--- START ---

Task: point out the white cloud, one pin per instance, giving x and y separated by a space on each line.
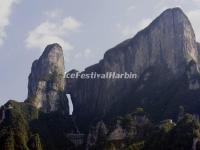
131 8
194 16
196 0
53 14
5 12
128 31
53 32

--- END ---

Every line of the records above must reappear exactly, though the pictures must not.

Task: point out the white cloud, one pin per instance, giving x and y separated by a space on each line.
131 8
194 16
196 0
53 14
5 12
128 31
53 32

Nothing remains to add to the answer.